Data records:
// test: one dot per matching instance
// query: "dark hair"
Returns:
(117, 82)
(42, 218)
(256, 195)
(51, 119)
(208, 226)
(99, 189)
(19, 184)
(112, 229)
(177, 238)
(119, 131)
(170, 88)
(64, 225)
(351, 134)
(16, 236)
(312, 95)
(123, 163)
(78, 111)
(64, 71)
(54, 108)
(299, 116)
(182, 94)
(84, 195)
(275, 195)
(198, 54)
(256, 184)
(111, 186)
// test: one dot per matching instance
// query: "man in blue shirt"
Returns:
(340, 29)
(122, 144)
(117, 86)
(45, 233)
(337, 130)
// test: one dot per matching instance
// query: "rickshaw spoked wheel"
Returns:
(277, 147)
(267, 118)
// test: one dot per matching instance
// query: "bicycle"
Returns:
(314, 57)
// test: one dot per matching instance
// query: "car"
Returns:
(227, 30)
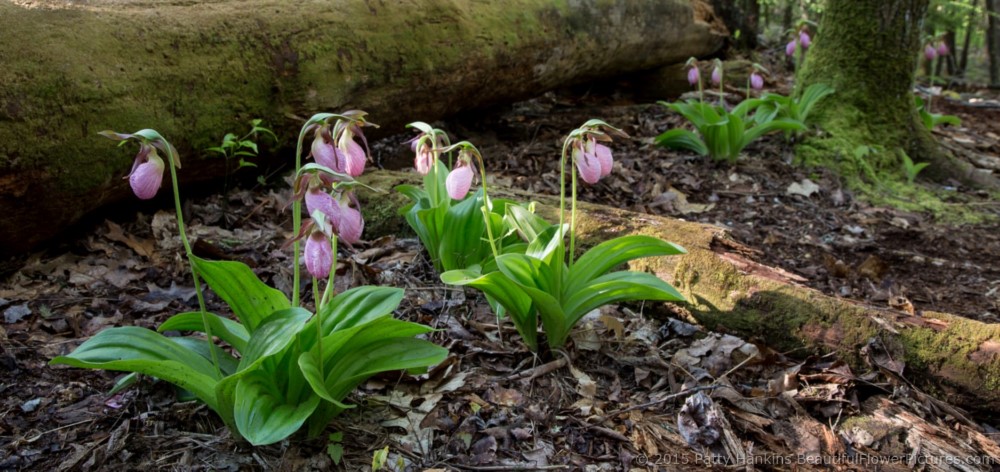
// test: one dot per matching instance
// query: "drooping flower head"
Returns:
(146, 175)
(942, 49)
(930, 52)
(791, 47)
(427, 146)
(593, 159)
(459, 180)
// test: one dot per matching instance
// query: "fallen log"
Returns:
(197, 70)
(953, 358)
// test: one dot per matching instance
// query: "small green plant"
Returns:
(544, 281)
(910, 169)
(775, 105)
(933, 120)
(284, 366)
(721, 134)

==

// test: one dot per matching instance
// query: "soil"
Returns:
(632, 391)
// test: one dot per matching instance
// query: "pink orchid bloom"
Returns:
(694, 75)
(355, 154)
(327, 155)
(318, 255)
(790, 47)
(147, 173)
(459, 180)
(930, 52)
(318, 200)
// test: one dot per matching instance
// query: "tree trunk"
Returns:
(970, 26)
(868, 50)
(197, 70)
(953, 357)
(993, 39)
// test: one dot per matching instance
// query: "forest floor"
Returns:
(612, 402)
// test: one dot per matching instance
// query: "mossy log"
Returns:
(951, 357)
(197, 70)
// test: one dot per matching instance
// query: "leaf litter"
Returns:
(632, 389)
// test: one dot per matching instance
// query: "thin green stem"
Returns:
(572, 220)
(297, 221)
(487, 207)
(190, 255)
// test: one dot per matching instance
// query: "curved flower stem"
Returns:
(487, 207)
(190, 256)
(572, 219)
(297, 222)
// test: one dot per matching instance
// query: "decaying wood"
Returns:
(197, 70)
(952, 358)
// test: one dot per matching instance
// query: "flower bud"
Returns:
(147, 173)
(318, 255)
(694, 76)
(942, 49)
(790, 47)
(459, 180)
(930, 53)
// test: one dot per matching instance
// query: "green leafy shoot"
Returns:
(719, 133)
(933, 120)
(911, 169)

What the task requires: Which lines of the material contain the string "green"? List each of them.

Exercise output:
// query: "small green plant"
// query: "thin green stem"
// query: "green leafy shoot"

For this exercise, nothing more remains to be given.